Selection ::
# Thread: Trig Identities

1. ## Trig Identities

Anyone give me a leg up on verifying the following identity?

sinh(x+y) = sinh x cosh y + cosh x sinh y

2. Hello, kaiser0792!

Use the definitions: . $\begin{array}{ccc}\sinh z &=& \dfrac{e^z - e^{-z}}{2} \\ \\[-3mm]\cosh z &=& \dfrac{e^z + e^{-z}}{2} \end{array}$

Verify: . $\sinh(x+y) \:=\: \sinh x \cosh y + \cosh x \sinh y$

The right side is:

$\sinh x\cosh y + \cosh x \sinh y$

. . . . $=\;\frac{e^x-e^{-x}}{2}\cdot\frac{e^y+e^{-y}}{2} + \frac{e^x + e^{-x}}{2}\cdot\frac{e^y-e^{-y}}{2}$

. . . . $=\;\frac{e^{x+y} + e^{x-y} - e^{y-x} - e^{-x-y}}{4} + \frac{e^{x+y} - e^{x-y} + e^{y-x} - e^{-x-y}}{4}$

. . . . $=\; \frac{2e^{x+y} - 2e^{-(x+y)}}{4}$

. . . . $=\;\frac{e^{x+y} - e^{-(x+y)}}{2}$

. . . . $=\;\sinh(x+y)$

3. ## Thanks Soroban

Excellent Soroban, I didn't think of it.

Information provided ::
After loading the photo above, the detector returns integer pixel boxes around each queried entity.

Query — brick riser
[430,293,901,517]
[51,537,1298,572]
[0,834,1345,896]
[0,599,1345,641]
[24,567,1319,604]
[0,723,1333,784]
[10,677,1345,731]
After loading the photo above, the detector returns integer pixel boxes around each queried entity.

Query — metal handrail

Description of the task :: In the thread, the solution has a step where the expanded product is written as two fractions, each over 4. List every distinct power of e that appears in that step. The lines above are separate material, unrelated to the thread.

The reply :: e^(x+y), e^(x−y), e^(y−x), e^(−x−y)